#### Set problem:
Reproduce the records that follow in full, excluding any picture they contain.

#### Records of labeled points:
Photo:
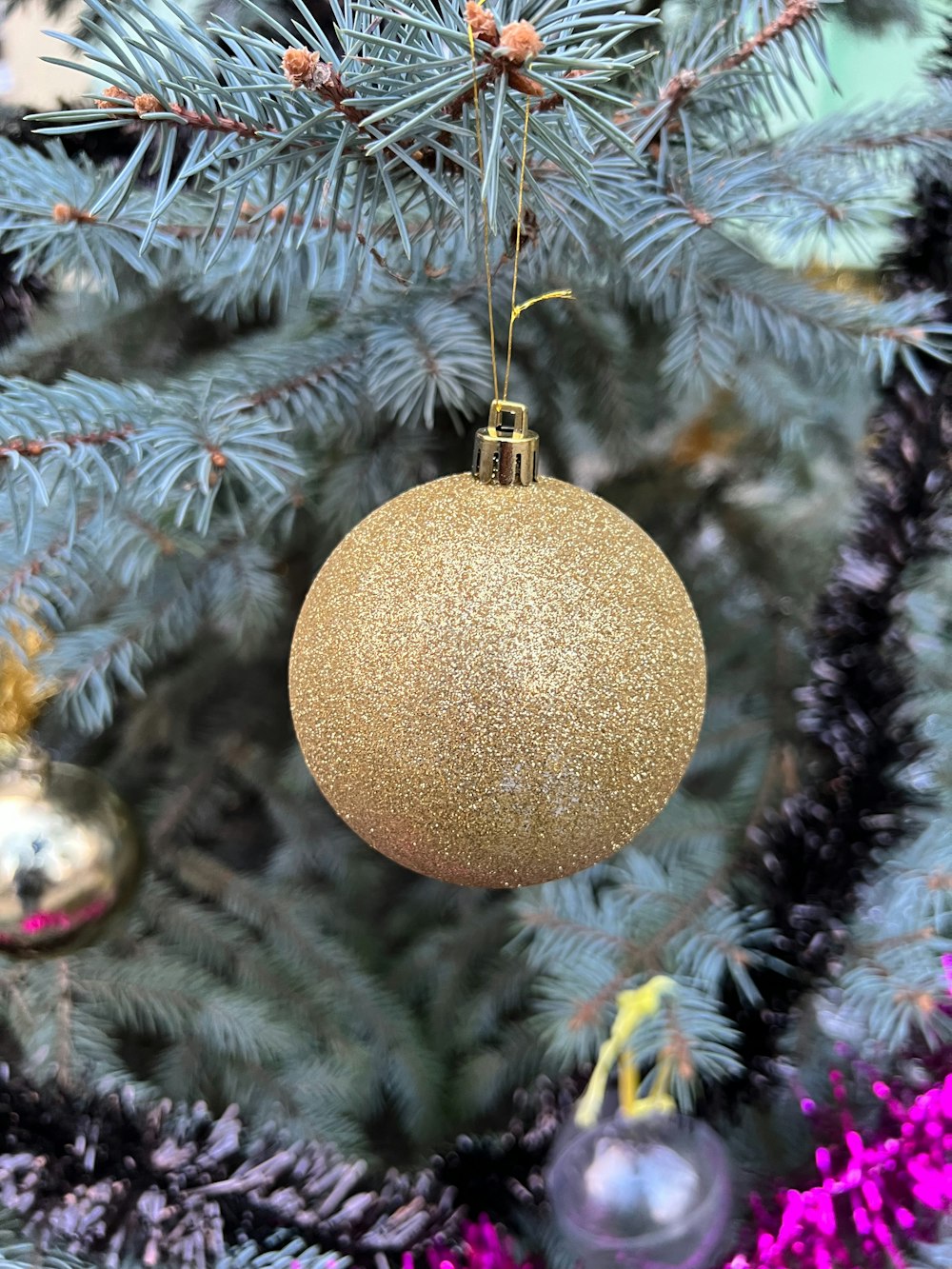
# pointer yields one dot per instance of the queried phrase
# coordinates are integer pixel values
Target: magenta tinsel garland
(874, 1195)
(484, 1248)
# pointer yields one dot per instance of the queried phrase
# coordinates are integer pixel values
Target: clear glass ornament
(650, 1192)
(70, 858)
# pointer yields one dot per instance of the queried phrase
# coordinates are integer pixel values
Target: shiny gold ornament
(498, 683)
(69, 857)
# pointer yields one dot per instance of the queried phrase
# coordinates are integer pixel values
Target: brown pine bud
(147, 103)
(113, 96)
(482, 23)
(299, 65)
(521, 42)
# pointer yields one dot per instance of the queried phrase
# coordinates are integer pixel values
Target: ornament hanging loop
(506, 450)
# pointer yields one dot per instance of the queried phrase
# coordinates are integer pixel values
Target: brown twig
(36, 446)
(682, 85)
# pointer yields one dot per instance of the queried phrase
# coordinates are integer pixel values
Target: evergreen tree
(247, 307)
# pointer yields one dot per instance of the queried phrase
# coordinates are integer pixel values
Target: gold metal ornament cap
(498, 684)
(506, 450)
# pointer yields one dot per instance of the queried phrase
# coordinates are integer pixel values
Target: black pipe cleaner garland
(99, 1174)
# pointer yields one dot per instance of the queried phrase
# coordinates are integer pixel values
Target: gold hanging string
(514, 309)
(486, 206)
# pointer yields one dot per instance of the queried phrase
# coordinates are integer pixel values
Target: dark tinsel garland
(814, 849)
(178, 1185)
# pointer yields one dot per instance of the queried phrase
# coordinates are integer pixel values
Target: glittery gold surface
(498, 685)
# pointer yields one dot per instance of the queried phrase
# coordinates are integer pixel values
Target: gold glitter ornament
(497, 679)
(69, 857)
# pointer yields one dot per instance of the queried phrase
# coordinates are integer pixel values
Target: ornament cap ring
(506, 450)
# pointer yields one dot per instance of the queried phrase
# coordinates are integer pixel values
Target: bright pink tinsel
(484, 1248)
(872, 1195)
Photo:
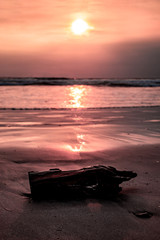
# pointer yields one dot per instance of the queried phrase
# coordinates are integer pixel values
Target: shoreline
(127, 139)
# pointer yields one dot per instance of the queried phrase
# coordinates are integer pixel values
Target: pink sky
(36, 39)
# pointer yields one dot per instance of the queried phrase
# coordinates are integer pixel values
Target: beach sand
(34, 140)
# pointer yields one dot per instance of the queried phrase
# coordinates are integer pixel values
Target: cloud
(128, 59)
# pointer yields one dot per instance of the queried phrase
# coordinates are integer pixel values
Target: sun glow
(79, 26)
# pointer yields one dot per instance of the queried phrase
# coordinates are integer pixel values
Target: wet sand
(126, 138)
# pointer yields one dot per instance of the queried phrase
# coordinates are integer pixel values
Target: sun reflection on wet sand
(76, 97)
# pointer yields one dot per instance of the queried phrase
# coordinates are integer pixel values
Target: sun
(79, 26)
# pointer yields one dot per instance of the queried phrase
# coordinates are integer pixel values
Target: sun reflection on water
(76, 97)
(78, 147)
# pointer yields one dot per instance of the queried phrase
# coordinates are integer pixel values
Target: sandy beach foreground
(35, 140)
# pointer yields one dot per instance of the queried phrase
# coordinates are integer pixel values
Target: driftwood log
(96, 181)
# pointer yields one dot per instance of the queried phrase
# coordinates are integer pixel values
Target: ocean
(68, 93)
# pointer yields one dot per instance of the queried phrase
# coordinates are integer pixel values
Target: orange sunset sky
(123, 41)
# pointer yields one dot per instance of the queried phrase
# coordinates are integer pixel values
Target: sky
(36, 38)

#### Exercise output:
Photo:
# pointer yields one dot per instance of the queried phrase
# coordinates are integer pixel values
Target: magenta tinsel garland
(874, 1195)
(484, 1248)
# pointer yields one dot per instance of the queried phrase
# coordinates are integer pixel values
Target: clear glass ornament
(650, 1192)
(70, 858)
# pointer yields one dot per instance of the queried phrase
# coordinates are integer pixel values
Target: shiny gold ornament
(498, 683)
(69, 857)
# pointer yields one dot per instance of the queried phrase
# coordinates are integer pixel values
Target: brown pine bud
(147, 103)
(113, 96)
(482, 23)
(299, 65)
(521, 42)
# pointer yields one dot per instance of the queried phrase
# coordinates are integer pixel values
Target: ornament hanging loop
(506, 450)
# pointer yields one dot per instance of the queried phrase
# coordinates are integer pixel values
Target: brown twig
(36, 446)
(682, 85)
# pointer yields one dot per instance of the queried phrase
# coordinates are integer pixel values
Target: evergreen tree
(247, 307)
# pointer yields one dot per instance of the queried phrase
# coordinates are integer pixel values
Target: gold metal ornament cap
(498, 684)
(506, 450)
# pointer yields one dot per instance of the queried phrase
# coordinates are integer pixel values
Target: black pipe cleaner garland
(99, 1174)
# pointer yields one dot per instance of the queried phrase
# coordinates are integer pixel values
Target: gold hanging string
(514, 309)
(486, 206)
# pointer yields one dot per instance of the queried phrase
# coordinates are integer pixel values
Target: dark tinsel garland
(814, 849)
(178, 1185)
# pointer yields one dot per instance of the queried phrase
# coordinates are integer pixel values
Target: glittery gold surface
(498, 685)
# pointer yields one dot per instance of the queried phrase
# coordinates are integer pixel values
Target: gold glitter ornament
(497, 679)
(69, 857)
# pointer yields one dot per instance of the queried phrase
# coordinates are integer pixel values
Target: ornament cap ring
(506, 450)
# pointer yields one dot per instance of the queried phrase
# coordinates are integer pixel values
Target: bright pink tinsel
(484, 1248)
(872, 1195)
Photo:
# pointer yields one dot per instance of the queried phrase
# coordinates are integer pixel values
Target: shoreline
(127, 139)
# pointer yields one dot per instance of the queried phrase
# coordinates are integer pixel values
Target: pink sky
(36, 39)
# pointer yields one dot per instance of the queried phrase
# coordinates are integer pixel values
Target: beach sand
(34, 140)
# pointer yields one dot per instance of the queried phrase
# coordinates are integer pixel values
Target: cloud
(128, 59)
# pointer yields one dot per instance of the queried phrase
# coordinates are integer pixel values
Target: sun glow
(79, 26)
# pointer yields one dot per instance of the queried phrase
# coordinates are integer pixel values
Target: wet sand
(126, 138)
# pointer yields one dot per instance of the queried phrase
# coordinates are integer pixel values
Target: sun reflection on wet sand
(76, 97)
# pointer yields one dot per instance of the queried phrase
# coordinates are integer pixel values
Target: sun
(79, 26)
# pointer yields one dot per instance of the queried phrase
# coordinates are integer pixel values
Target: sun reflection on water
(76, 97)
(78, 147)
# pointer yields one dot per instance of the queried phrase
# coordinates are integer pixel values
Target: sandy beach foreground
(35, 140)
# pointer yields one dot per instance of the queried phrase
# coordinates are integer pixel values
Target: driftwood log
(96, 181)
# pointer yields one dot per instance of the queried phrase
# coordinates are integer pixel values
Target: ocean
(68, 93)
# pointer yields one dot per instance of the queried phrase
# coordinates are integer pixel values
Target: orange sunset sky
(123, 41)
# pointer yields one dot per instance of the queried phrase
# coordinates are integer pixel values
Target: sky
(36, 38)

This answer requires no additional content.